- **Try it**: Repeat the data exactly, with every line included.
##############################
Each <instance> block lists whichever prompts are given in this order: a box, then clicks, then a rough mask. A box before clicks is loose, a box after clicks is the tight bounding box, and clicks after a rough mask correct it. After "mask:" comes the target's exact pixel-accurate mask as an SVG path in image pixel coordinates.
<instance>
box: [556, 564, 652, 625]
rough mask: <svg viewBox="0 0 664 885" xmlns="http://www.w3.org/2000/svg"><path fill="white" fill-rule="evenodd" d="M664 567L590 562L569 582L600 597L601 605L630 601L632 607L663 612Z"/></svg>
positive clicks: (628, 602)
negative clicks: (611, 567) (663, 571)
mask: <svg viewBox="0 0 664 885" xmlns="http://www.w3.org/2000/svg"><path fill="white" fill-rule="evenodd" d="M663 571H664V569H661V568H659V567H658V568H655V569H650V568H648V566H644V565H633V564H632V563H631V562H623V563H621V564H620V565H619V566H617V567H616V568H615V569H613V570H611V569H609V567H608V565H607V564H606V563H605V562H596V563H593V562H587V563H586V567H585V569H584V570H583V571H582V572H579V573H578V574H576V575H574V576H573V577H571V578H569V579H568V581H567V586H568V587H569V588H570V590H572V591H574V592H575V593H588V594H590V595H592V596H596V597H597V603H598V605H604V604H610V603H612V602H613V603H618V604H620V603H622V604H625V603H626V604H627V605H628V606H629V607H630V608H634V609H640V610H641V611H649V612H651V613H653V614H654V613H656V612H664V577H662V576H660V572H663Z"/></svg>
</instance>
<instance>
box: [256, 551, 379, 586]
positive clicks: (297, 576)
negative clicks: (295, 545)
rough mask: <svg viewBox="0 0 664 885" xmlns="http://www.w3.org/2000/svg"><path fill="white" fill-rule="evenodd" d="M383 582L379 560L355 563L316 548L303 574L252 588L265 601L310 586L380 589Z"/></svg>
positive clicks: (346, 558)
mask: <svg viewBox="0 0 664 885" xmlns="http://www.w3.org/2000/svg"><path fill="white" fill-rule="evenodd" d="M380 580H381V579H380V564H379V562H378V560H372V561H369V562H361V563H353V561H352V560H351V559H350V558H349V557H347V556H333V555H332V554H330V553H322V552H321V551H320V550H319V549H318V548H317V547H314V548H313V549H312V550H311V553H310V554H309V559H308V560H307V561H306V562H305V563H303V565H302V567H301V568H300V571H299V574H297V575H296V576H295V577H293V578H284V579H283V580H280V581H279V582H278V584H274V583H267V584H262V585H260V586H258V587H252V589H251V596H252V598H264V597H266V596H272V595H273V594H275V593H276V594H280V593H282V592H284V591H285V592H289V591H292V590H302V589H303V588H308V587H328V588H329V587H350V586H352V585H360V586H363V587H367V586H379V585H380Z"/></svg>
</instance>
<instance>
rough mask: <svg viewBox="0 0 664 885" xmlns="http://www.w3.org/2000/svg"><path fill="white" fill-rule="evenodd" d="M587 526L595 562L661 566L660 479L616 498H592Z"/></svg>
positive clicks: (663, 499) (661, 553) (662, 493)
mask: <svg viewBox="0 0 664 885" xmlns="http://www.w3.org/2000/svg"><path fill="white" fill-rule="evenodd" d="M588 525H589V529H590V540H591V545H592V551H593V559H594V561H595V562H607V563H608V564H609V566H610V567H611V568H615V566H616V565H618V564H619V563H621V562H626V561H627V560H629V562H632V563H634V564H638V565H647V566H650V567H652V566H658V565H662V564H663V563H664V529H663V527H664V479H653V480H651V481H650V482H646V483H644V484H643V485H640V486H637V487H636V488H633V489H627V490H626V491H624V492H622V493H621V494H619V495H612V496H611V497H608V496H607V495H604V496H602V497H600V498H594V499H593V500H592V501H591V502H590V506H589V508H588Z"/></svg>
##############################
- **Reply**:
Each <instance> block lists whichever prompts are given in this order: a box, then clicks, then a rough mask. A box before clicks is loose, a box after clicks is the tight bounding box, and clicks after a rough mask correct it. After "mask:" comes the target's exact pixel-accurate mask as an SVG path in image pixel coordinates.
<instance>
box: [556, 564, 652, 625]
rough mask: <svg viewBox="0 0 664 885" xmlns="http://www.w3.org/2000/svg"><path fill="white" fill-rule="evenodd" d="M664 567L590 562L569 582L600 597L601 605L630 601L632 607L663 612Z"/></svg>
positive clicks: (628, 602)
negative clicks: (611, 567) (663, 571)
mask: <svg viewBox="0 0 664 885" xmlns="http://www.w3.org/2000/svg"><path fill="white" fill-rule="evenodd" d="M663 571H664V569H661V568H659V567H658V568H655V569H650V568H648V566H644V565H633V564H632V563H631V562H623V563H621V564H620V565H619V566H617V567H616V568H615V569H613V570H611V569H609V567H608V565H607V564H606V563H605V562H596V563H593V562H587V563H586V567H585V569H584V570H583V571H582V572H579V573H578V574H576V575H574V576H573V577H571V578H569V579H568V581H567V586H568V587H569V588H570V590H572V591H574V592H575V593H588V594H590V595H592V596H596V597H597V603H598V605H604V604H610V603H612V602H613V603H618V604H620V603H622V604H625V603H626V604H627V605H628V606H629V607H630V608H634V609H640V610H641V611H649V612H651V613H653V614H654V613H656V612H664V577H662V576H660V572H663Z"/></svg>
</instance>
<instance>
box: [256, 551, 379, 586]
positive clicks: (297, 576)
negative clicks: (295, 545)
rough mask: <svg viewBox="0 0 664 885" xmlns="http://www.w3.org/2000/svg"><path fill="white" fill-rule="evenodd" d="M383 582L379 560L355 563L316 548L303 574L252 588L265 601L310 586L380 589Z"/></svg>
positive clicks: (346, 558)
mask: <svg viewBox="0 0 664 885" xmlns="http://www.w3.org/2000/svg"><path fill="white" fill-rule="evenodd" d="M380 580H381V579H380V564H379V562H378V560H372V561H369V562H361V563H353V561H352V560H351V559H350V558H349V557H347V556H333V555H332V554H330V553H322V552H321V551H320V550H319V549H318V548H317V547H314V548H313V549H312V550H311V553H310V554H309V559H308V560H307V561H306V562H305V563H303V565H302V567H301V568H300V571H299V574H297V575H296V576H295V577H293V578H284V579H283V580H280V581H279V582H278V584H274V583H267V584H262V585H260V586H258V587H252V589H251V596H252V598H264V597H266V596H272V595H273V594H275V593H276V594H280V593H282V592H284V591H285V592H289V591H292V590H302V589H303V588H308V587H328V588H329V587H350V586H352V585H360V586H363V587H367V586H379V585H380Z"/></svg>
</instance>
<instance>
rough mask: <svg viewBox="0 0 664 885" xmlns="http://www.w3.org/2000/svg"><path fill="white" fill-rule="evenodd" d="M587 526L595 562L661 566L660 479L616 498H592Z"/></svg>
positive clicks: (663, 499) (661, 553) (662, 493)
mask: <svg viewBox="0 0 664 885" xmlns="http://www.w3.org/2000/svg"><path fill="white" fill-rule="evenodd" d="M588 525H589V529H590V540H591V545H592V551H593V559H594V561H595V562H607V563H608V564H609V566H610V567H611V568H615V566H616V565H618V564H619V563H621V562H626V561H627V560H629V562H632V563H634V564H638V565H647V566H650V567H652V566H658V565H662V564H663V563H664V529H663V527H664V479H653V480H651V481H650V482H646V483H644V484H643V485H640V486H637V487H636V488H633V489H627V490H626V491H624V492H622V493H621V494H619V495H612V496H611V497H608V496H607V495H604V496H602V497H600V498H594V499H593V500H592V501H591V502H590V506H589V508H588Z"/></svg>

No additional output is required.